---- Page excerpt

I received this announcement by e-mail yesterday:

Exhibition Announcement: Masterpieces of Islamic Calligraphy from The Metropolitan Museum of Art

June 2, 2009 – September 1, 2009
The Metropolitan Museum of Art, NY

Masterpieces of calligraphy from the Islamic Art Department’s collections will be on display on the south balcony for a period of three months, showcasing the calligraphic art of the Islamic world, from Spain to south Asia and beyond. The works, ranging in date from the 8th to the 19th century, will include several richly illuminated Qur’anic manuscripts, as well as sumptuous album pages in a variety of scripts, examples of inlaid metalwork, fine ceramics, and rare textiles with calligraphic elements. Many calligraphic scripts from early kufic to the later refined nasta’liq, will be shown in a range of media, demonstrating the impact and importance of this most quintessential of art forms.

--------
---- Source material

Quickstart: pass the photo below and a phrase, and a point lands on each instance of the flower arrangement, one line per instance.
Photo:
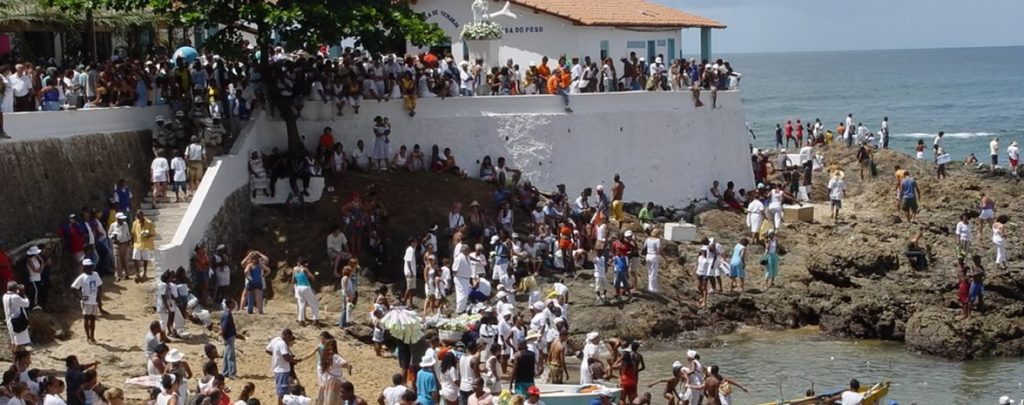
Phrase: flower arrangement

--------

**Given request A:** In the announcement of the Islamic calligraphy exhibition, reproduce word for word the passage that begins at "June 2, 2009" and ends after "of art forms.".
**Given request B:** Extend the announcement of the Islamic calligraphy exhibition, picking up after its final sentence.

**Right answer A:**
June 2, 2009 – September 1, 2009
The Metropolitan Museum of Art, NY

Masterpieces of calligraphy from the Islamic Art Department’s collections will be on display on the south balcony for a period of three months, showcasing the calligraphic art of the Islamic world, from Spain to south Asia and beyond. The works, ranging in date from the 8th to the 19th century, will include several richly illuminated Qur’anic manuscripts, as well as sumptuous album pages in a variety of scripts, examples of inlaid metalwork, fine ceramics, and rare textiles with calligraphic elements. Many calligraphic scripts from early kufic to the later refined nasta’liq, will be shown in a range of media, demonstrating the impact and importance of this most quintessential of art forms.

**Right answer B:**
This installation is presented in conjunction with Muslim Voices: Arts and Ideas, a ten-day festival and conference in New York City celebrating Islamic culture (June 5-14 2009).

(To see the other events associated with this festival, visit http://muslimvoicesfestival.org/events/associate-partner-events.)

Al Basmalah

Al Basmalah | May 20-29

Exhibition of Arabic Calligraphy
Showcasing artistic paintings by renowned calligraphers from the Arab and Islamic worlds

Farjam Collection Gallery (Gate Village, Building 4)
Dubai International Finance Centre (DIFC)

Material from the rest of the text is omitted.